→ **任務 A**
根據所附文本,盧俊義外出避禍時,要管家李固備好幾輛太平車子?
→ **任務 B**
列出所附文本中提到姓名的全部人物。
→ **任務 C**
請照錄所附文本中的一段:從含有「想想也是,一個大男人,空有萬」的字句起,到「練、長袖善賈不是躍然紙上嗎?」止。

→ **所附文本**
--- --- ---
盧俊義是怎樣聰明起來的
在《水滸》的讀者中,大概很少有認為盧俊義是個聰明人的吧。
這種感覺沒錯。不過,常言道“吃一塹長一智”,人總是在不斷變化的,何況盧員外的天資本來就不低呢!越往后讀,我就越要不自已地贊嘆:盧俊義真是越來越聰明了!
原本不笨的盧員外
金圣嘆讀到盧員外那一章時說,“盧俊義傳,也算極力將英雄員外寫出來了,然終不免帶些呆氣”。此種意見堪稱代表了眾多讀者的看法。
想想也是,一個大男人,空有萬貫家財和一身武藝,竟然于不知不覺間讓管家給自己戴了綠帽子,梁山吳用不過略施小計,即令其墮入彀中……
但實事求是地說,這幾件事雖然很讓盧俊義失色,卻與他個人的天分沒什么關(guān)系。試想他既在北京大名府能夠成為“第一等長者”,光靠棍棒功夫就能夠奏效的嗎?此人平素之八面玲瓏、巧與各色人物周旋,從他享有的家財和聲譽,就完全可以想象得到。有一個細節(jié)很能說明問題:他雖然著了吳用的道兒,真以為有什么血光之災(zāi),要出去暫避一避,但就是在這避禍中間,他還好整以暇,要管家李固“覓十輛太平車子,裝十輛山東貨物”,順便做一趟買賣呢。此人之精明老練、長袖善賈不是躍然紙上嗎?
--- --- ---
→ **資料摘錄**

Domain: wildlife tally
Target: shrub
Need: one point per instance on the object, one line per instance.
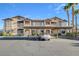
(10, 34)
(4, 34)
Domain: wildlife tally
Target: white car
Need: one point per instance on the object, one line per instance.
(45, 37)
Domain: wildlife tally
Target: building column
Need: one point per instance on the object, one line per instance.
(24, 32)
(57, 33)
(50, 31)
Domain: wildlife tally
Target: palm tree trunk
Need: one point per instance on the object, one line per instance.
(76, 24)
(73, 18)
(68, 19)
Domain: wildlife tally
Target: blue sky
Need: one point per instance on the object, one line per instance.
(32, 10)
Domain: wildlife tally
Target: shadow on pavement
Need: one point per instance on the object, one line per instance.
(22, 38)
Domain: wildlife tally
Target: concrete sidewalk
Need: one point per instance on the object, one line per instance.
(54, 47)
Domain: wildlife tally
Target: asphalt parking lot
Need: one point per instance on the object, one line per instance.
(54, 47)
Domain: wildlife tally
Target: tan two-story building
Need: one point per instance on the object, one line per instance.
(19, 25)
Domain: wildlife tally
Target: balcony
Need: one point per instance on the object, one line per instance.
(20, 26)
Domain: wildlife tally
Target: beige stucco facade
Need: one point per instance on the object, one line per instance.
(19, 25)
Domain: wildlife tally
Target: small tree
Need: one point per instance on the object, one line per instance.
(4, 34)
(10, 34)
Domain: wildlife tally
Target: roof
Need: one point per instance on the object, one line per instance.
(58, 18)
(24, 18)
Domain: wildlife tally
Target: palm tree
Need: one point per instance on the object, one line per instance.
(69, 6)
(66, 8)
(76, 12)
--- --- ---
→ **正確結果 A**
十輛。

→ **正確結果 B**
盧俊義、金圣嘆、吳用、李固

→ **正確結果 C**
想想也是,一個大男人,空有萬貫家財和一身武藝,竟然于不知不覺間讓管家給自己戴了綠帽子,梁山吳用不過略施小計,即令其墮入彀中……
但實事求是地說,這幾件事雖然很讓盧俊義失色,卻與他個人的天分沒什么關(guān)系。試想他既在北京大名府能夠成為“第一等長者”,光靠棍棒功夫就能夠奏效的嗎?此人平素之八面玲瓏、巧與各色人物周旋,從他享有的家財和聲譽,就完全可以想象得到。有一個細節(jié)很能說明問題:他雖然著了吳用的道兒,真以為有什么血光之災(zāi),要出去暫避一避,但就是在這避禍中間,他還好整以暇,要管家李固“覓十輛太平車子,裝十輛山東貨物”,順便做一趟買賣呢。此人之精明老練、長袖善賈不是躍然紙上嗎?